Agent Crash Recovery: Resume Interrupted Runs Safely

When an agent crashes mid-sprint or a run is killed unexpectedly, RepoKernel does not leave you with a corrupted repository. A crashed or runaway agent leaves a resumable run, not a broken state — the transaction journal under <git-common-dir>/repokernel/journal/ records every in-flight multi-file operation so rk recover can replay, mark complete, or quarantine it safely. Most failures can be healed and resumed without touching sprint files by hand.

Crashes leave operational state (run records, worktrees, journals) in need of repair — they do not corrupt your tracked sprint or registry files. The recovery tools operate on the per-clone state directory, not on your Git history.

rk recover — audit and repair operational state

rk recover audits and repairs operational state under <git-common-dir>/repokernel/. It covers four phases: journal replay, worktree cleanup, stale run records, and leaked lane claims.

rk recover --preview        # list findings without mutating anything (default)

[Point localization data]
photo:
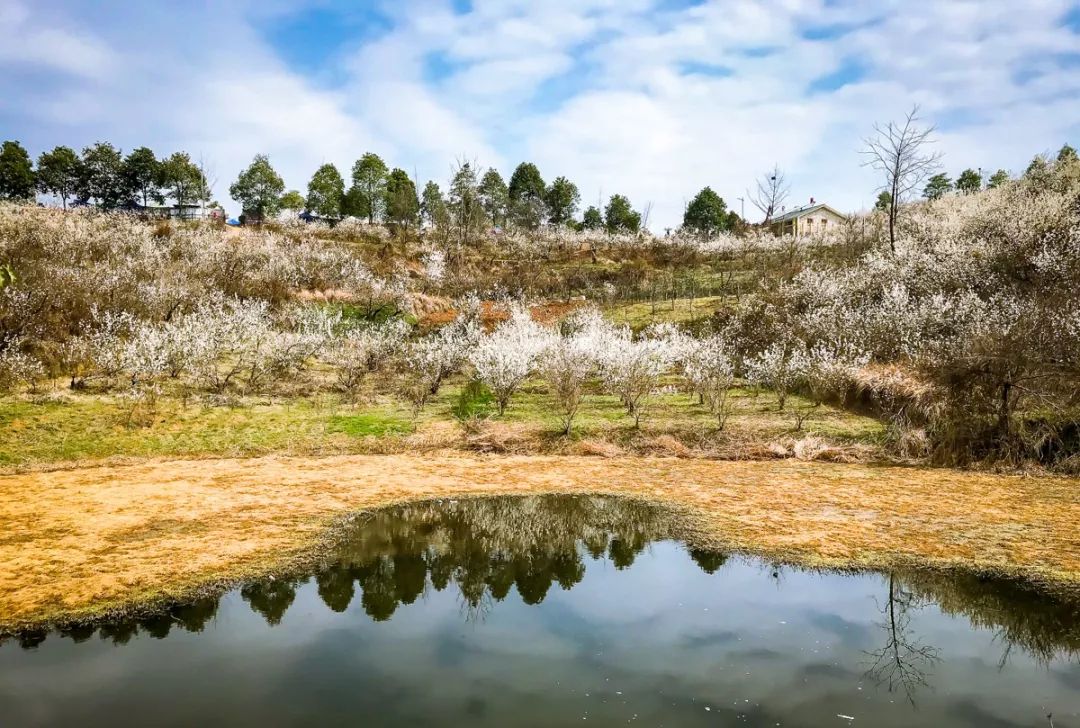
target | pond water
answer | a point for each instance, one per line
(557, 610)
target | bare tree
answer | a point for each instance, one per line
(772, 189)
(903, 662)
(898, 150)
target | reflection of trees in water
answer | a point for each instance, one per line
(488, 547)
(1043, 625)
(270, 597)
(903, 662)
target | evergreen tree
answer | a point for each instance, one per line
(562, 200)
(17, 179)
(183, 178)
(526, 193)
(326, 192)
(258, 188)
(706, 214)
(592, 218)
(495, 197)
(937, 186)
(998, 178)
(292, 201)
(463, 203)
(969, 182)
(433, 211)
(58, 173)
(102, 177)
(402, 204)
(620, 217)
(142, 173)
(368, 191)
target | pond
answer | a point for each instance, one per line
(557, 610)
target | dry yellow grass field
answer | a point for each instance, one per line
(80, 542)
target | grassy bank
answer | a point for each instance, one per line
(85, 541)
(70, 428)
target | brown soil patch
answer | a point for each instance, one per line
(493, 314)
(79, 542)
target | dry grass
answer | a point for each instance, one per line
(76, 543)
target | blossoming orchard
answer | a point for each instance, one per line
(964, 339)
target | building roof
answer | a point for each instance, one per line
(799, 212)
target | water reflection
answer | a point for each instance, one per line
(487, 547)
(617, 597)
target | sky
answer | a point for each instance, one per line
(649, 98)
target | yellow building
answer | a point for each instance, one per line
(807, 220)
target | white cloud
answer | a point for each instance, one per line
(616, 94)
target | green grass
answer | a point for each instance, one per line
(92, 427)
(369, 423)
(642, 313)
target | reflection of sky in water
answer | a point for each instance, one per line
(663, 643)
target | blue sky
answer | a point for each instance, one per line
(651, 98)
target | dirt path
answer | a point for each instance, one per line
(76, 542)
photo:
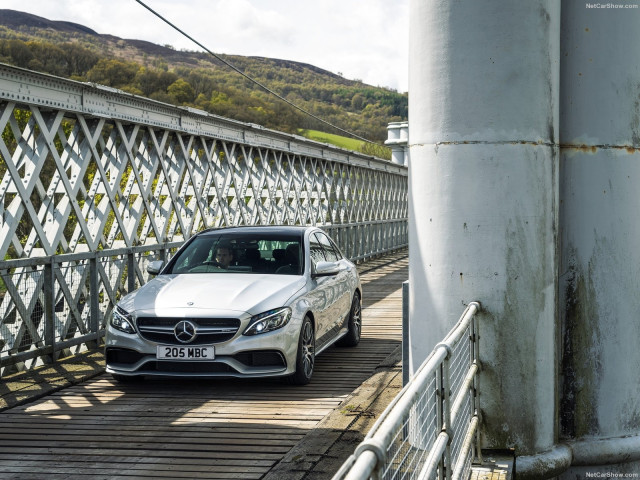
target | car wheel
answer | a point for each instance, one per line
(352, 338)
(306, 357)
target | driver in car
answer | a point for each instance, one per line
(224, 256)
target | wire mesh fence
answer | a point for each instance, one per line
(429, 431)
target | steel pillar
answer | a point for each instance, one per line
(484, 200)
(600, 234)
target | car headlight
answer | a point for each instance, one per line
(121, 320)
(268, 321)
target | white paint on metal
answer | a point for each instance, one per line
(600, 234)
(484, 197)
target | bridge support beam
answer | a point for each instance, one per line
(525, 161)
(600, 233)
(484, 200)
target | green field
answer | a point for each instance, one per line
(337, 140)
(372, 149)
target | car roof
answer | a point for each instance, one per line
(285, 229)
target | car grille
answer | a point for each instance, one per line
(189, 367)
(209, 330)
(261, 358)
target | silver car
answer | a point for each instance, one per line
(239, 302)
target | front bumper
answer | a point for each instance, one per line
(270, 354)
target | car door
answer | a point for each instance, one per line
(341, 287)
(322, 294)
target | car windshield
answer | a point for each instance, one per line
(219, 252)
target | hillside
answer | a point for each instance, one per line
(197, 79)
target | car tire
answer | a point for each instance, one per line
(354, 324)
(305, 360)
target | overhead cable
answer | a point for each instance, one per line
(261, 85)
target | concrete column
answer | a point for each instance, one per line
(483, 182)
(600, 233)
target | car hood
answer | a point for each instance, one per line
(228, 292)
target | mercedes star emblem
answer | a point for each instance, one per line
(185, 331)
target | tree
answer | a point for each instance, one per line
(181, 91)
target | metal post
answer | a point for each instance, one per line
(131, 271)
(94, 292)
(483, 201)
(49, 310)
(405, 333)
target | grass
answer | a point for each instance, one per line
(337, 140)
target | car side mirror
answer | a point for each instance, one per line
(154, 267)
(326, 269)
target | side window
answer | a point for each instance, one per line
(329, 251)
(315, 251)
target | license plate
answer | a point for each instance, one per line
(172, 352)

* Problem: Copy the crash recovery page from "Agent Crash Recovery: Resume" up to and including "files by hand.", putting "operation log" in place of "transaction journal". The records are separate material from the crash recovery page.

* Answer to the problem:
Agent Crash Recovery: Resume Interrupted Runs Safely

When an agent crashes mid-sprint or a run is killed unexpectedly, RepoKernel does not leave you with a corrupted repository. A crashed or runaway agent leaves a resumable run, not a broken state — the operation log under <git-common-dir>/repokernel/journal/ records every in-flight multi-file operation so rk recover can replay, mark complete, or quarantine it safely. Most failures can be healed and resumed without touching sprint files by hand.